Text shown:
------------------------------------------------

Tecchio got older, so he can't shriek his head off anymore like in the 80s. But it's okay. He mostly sings in a lower, more normal voice occasionally hitting some higher notes. I suppose the lack of vocal insanity may disappoint some, but to be frank I never never put too much weight in Watchtower's vocals. The 80s style, high-pitched singing is certainly entertaining and raises a few eyebrows, but it was never a focal point for me. On the flipside, this makes Concepts of Math a lot more accessible since you don't have some dude on helium screaming at you for half the album. I suppose your mileage will vary.

As someone with a math background, I find the lyrical concepts pretty amusing. Well okay, Arguments Against Design has the old and tired "enlightened atheist" theme which recalls a certain internet meme, but the lyrics to Mathematica Calculis are goddamn hilarious. It's obviously pretty tongue and cheek, but lines like "two determined targets constitute a line" are comedy gold and conjure and image of undergrads rigorously doing graph sketching in calculus class.

------------------------------------------------

Extracted information:
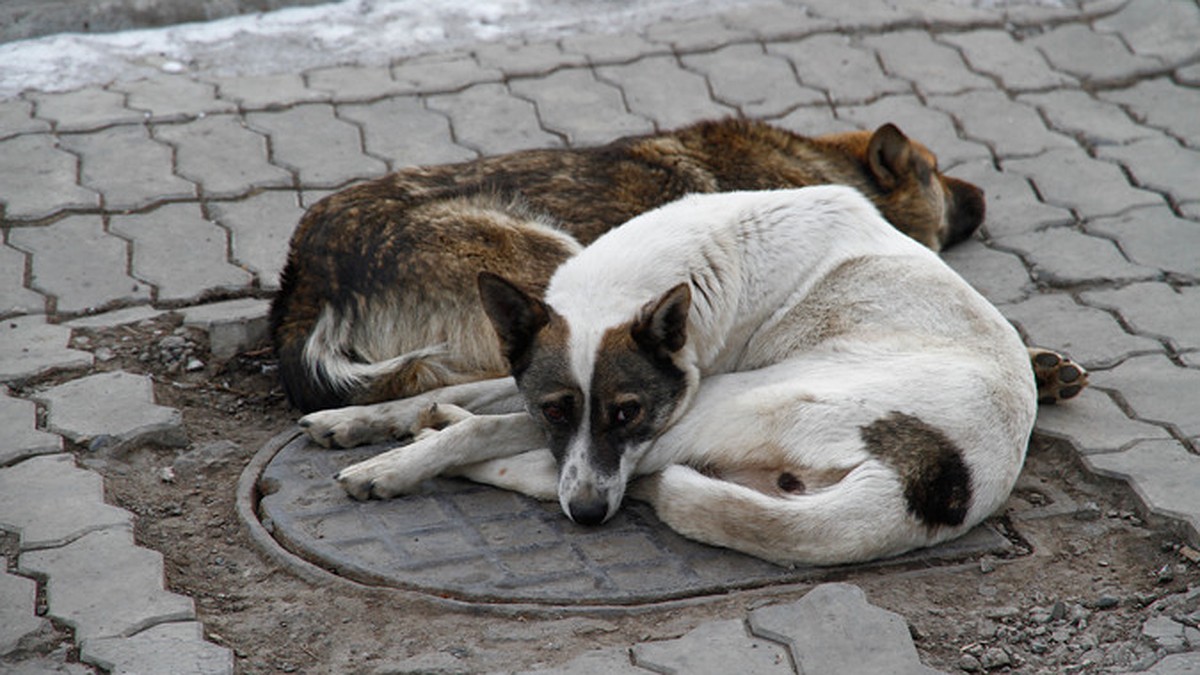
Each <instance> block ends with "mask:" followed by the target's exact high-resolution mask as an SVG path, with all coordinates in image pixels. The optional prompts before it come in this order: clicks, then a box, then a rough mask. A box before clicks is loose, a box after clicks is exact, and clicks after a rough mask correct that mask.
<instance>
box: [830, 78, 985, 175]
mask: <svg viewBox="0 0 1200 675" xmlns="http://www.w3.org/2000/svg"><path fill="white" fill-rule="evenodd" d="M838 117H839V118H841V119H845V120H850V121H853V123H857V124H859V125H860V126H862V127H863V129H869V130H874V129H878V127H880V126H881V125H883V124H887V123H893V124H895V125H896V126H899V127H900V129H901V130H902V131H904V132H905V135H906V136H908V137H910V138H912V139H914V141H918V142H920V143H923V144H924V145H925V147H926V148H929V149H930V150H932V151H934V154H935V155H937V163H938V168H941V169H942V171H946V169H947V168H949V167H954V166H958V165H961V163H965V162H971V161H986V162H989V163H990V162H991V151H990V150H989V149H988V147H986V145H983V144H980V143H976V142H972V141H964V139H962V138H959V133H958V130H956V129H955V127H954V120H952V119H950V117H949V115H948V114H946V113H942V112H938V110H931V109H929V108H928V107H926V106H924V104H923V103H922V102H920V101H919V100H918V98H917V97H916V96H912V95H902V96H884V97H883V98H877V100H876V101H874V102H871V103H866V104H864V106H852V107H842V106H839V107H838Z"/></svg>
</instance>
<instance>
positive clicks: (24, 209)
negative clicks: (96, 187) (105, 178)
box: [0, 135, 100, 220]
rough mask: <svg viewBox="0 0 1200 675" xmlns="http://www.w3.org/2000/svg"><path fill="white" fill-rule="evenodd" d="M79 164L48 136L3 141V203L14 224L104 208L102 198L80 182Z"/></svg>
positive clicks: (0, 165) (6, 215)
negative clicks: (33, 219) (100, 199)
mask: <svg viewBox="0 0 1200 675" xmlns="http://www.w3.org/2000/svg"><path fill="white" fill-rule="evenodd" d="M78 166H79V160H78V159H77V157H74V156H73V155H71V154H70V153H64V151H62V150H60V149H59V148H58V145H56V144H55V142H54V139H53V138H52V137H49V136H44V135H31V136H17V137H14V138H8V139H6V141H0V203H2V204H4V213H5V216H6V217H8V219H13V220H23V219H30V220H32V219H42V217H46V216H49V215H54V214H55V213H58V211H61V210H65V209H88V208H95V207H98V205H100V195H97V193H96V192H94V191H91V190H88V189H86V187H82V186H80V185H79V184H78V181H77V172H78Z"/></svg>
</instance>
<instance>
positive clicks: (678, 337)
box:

------------------------------------------------

Apply what you read:
(a) Can you transcribe the Watchtower album review from "Tecchio got older, so" to "mileage will vary."?
(b) Could you write the next part of the Watchtower album review, starting after its final sentence?

Replies:
(a)
Tecchio got older, so he can't shriek his head off anymore like in the 80s. But it's okay. He mostly sings in a lower, more normal voice occasionally hitting some higher notes. I suppose the lack of vocal insanity may disappoint some, but to be frank I never never put too much weight in Watchtower's vocals. The 80s style, high-pitched singing is certainly entertaining and raises a few eyebrows, but it was never a focal point for me. On the flipside, this makes Concepts of Math a lot more accessible since you don't have some dude on helium screaming at you for half the album. I suppose your mileage will vary.

(b)
If you've already collected the four digital singles, there's only one new song here for you. If you had the patience to wait, well then you're in for a real treat. Regardless of the boat you're in, everything here is written extremely well and crafted with the upmost care. There's a time signature change during the verse of Technology Inaction which I absolutely love and it gets me everyone. But really the EP's brightest moment is the nearly 10 minute behemoth, Mathematica Calculis. Some of the band's craziest tech/prog freakouts occur here. One of the best parts is when Keyser and Jarzombek trade off notes to form a melody. Hearing that melody become more complex as it develops and transitions into Jarzombek soloing is one of the many examples of the brilliant songwriting capability of the group.

If you're like me and modern prog generally makes you upset and bitter, don't fret too much because the Watchtower guys come back and blow those losers out of the water. Here's to hoping the rest of Mathematics comes out relatively soon.

Originally written for my blog.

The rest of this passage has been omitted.